Task directions: Convert the data below into a JSON list of strings, one string for each line, with blank lines left out.

Exercise material:
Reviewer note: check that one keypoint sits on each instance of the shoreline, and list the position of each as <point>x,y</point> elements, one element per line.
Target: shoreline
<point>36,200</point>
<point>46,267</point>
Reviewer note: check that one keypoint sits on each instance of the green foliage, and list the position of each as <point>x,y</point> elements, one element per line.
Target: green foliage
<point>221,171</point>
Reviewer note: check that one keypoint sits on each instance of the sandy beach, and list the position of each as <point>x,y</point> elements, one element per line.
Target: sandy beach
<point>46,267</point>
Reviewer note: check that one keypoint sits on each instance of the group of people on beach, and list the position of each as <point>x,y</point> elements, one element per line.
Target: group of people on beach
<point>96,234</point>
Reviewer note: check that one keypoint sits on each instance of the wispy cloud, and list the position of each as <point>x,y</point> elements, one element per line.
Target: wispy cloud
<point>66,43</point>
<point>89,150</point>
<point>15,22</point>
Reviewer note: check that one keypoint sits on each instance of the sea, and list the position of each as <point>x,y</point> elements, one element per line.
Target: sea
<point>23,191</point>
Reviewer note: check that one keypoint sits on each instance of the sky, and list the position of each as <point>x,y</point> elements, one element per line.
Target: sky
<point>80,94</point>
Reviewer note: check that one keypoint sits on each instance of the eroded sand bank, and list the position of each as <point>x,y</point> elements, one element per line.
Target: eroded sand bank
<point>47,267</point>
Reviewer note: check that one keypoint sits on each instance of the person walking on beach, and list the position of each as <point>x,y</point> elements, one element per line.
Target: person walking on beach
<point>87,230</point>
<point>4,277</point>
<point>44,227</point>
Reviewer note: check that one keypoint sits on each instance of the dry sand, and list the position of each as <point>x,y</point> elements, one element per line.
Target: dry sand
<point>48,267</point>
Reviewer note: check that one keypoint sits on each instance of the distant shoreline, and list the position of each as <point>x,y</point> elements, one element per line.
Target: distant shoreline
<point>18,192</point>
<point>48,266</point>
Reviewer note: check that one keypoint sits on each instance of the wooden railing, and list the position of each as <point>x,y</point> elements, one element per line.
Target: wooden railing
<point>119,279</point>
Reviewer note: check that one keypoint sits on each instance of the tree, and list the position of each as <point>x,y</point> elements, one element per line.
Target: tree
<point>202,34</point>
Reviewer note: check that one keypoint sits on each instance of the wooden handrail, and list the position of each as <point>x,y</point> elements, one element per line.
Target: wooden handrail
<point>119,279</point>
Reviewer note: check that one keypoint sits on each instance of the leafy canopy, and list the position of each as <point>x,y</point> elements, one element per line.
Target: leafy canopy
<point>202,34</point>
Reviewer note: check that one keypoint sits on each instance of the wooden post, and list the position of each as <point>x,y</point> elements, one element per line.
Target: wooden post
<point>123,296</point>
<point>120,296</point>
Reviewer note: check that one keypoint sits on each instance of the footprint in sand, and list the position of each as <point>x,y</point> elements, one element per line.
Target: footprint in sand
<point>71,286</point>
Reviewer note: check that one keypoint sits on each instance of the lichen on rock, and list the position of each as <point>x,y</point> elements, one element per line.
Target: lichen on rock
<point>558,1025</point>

Result of the exercise:
[
  "Reviewer note: check that one keypoint sits on each instance of the shoreline, and list the position of each as <point>x,y</point> elements, one element per line.",
  "Target: shoreline",
  "<point>36,200</point>",
  "<point>46,267</point>",
  "Reviewer note: check that one keypoint sits on each instance of the green foliage, and list the position of each as <point>x,y</point> elements, one element per line.",
  "Target: green foliage",
  "<point>221,171</point>",
  "Reviewer note: check that one keypoint sits on each instance of the sandy beach, and list the position of each as <point>x,y</point> elements, one element per line.",
  "Target: sandy beach",
  "<point>46,267</point>",
  "Reviewer note: check that one keypoint sits on each instance of the group of people on beach, and list the position of each as <point>x,y</point> elements, one element per line.",
  "Target: group of people on beach",
  "<point>96,234</point>",
  "Reviewer note: check that one keypoint sits on each instance of the wispy cloud, and list the position of each as <point>x,y</point> elements, one element per line.",
  "Target: wispy cloud",
  "<point>66,43</point>",
  "<point>89,150</point>",
  "<point>15,22</point>",
  "Reviewer note: check that one keypoint sits on each instance of the sea, and list the position of each as <point>x,y</point> elements, one element per line.",
  "Target: sea",
  "<point>23,191</point>",
  "Reviewer note: check that one keypoint sits on each instance of the sky, and list the position of each as <point>x,y</point> elements, one element per line.",
  "Target: sky",
  "<point>80,94</point>",
  "Reviewer note: check that one keypoint sits on each instance of the eroded sand bank, and list the position of each as <point>x,y</point> elements, one element per line.",
  "Target: eroded sand bank",
  "<point>47,267</point>",
  "Reviewer note: check that one keypoint sits on each instance of the person walking on beach, and list the position of each as <point>x,y</point> elements, one element per line.",
  "Target: person walking on beach",
  "<point>87,230</point>",
  "<point>4,277</point>",
  "<point>44,227</point>",
  "Reviewer note: check that one keypoint sits on each instance of the dry sand, and list the position of each as <point>x,y</point> elements, one element per line.",
  "Target: dry sand",
  "<point>48,267</point>",
  "Reviewer note: check that one keypoint sits on each instance of the distant shoreline, and list the position of each as <point>x,y</point> elements, one element per line.",
  "Target: distant shoreline",
  "<point>18,192</point>",
  "<point>48,266</point>",
  "Reviewer note: check that one keypoint sits on each instance of the wooden railing, and list the position of each as <point>x,y</point> elements, one element per line.",
  "Target: wooden railing",
  "<point>119,279</point>",
  "Reviewer note: check that one keypoint sits on each instance of the tree, and list the position of each as <point>x,y</point> elements, one element per line.",
  "Target: tree",
  "<point>202,34</point>",
  "Reviewer note: check that one keypoint sits on each instance of the wooden handrail, and list the position of each as <point>x,y</point> elements, one element per line.",
  "Target: wooden handrail",
  "<point>119,279</point>",
  "Reviewer note: check that one keypoint sits on each instance of the leafy canopy, and list the position of each as <point>x,y</point> elements, one element per line.",
  "Target: leafy canopy",
  "<point>202,34</point>",
  "Reviewer note: check that one keypoint sits on each instance of the wooden post, and list the position of each as <point>x,y</point> elements, one element per line.",
  "Target: wooden post",
  "<point>123,296</point>",
  "<point>120,296</point>",
  "Reviewer note: check that one keypoint sits on each instance of the footprint in sand, and list the position of each as <point>x,y</point> elements, one element per line.",
  "Target: footprint in sand",
  "<point>71,286</point>",
  "Reviewer note: check that one keypoint sits on each instance of the lichen on rock, and list the position of each as <point>x,y</point> elements, one element per line.",
  "Target: lichen on rock",
  "<point>558,1025</point>"
]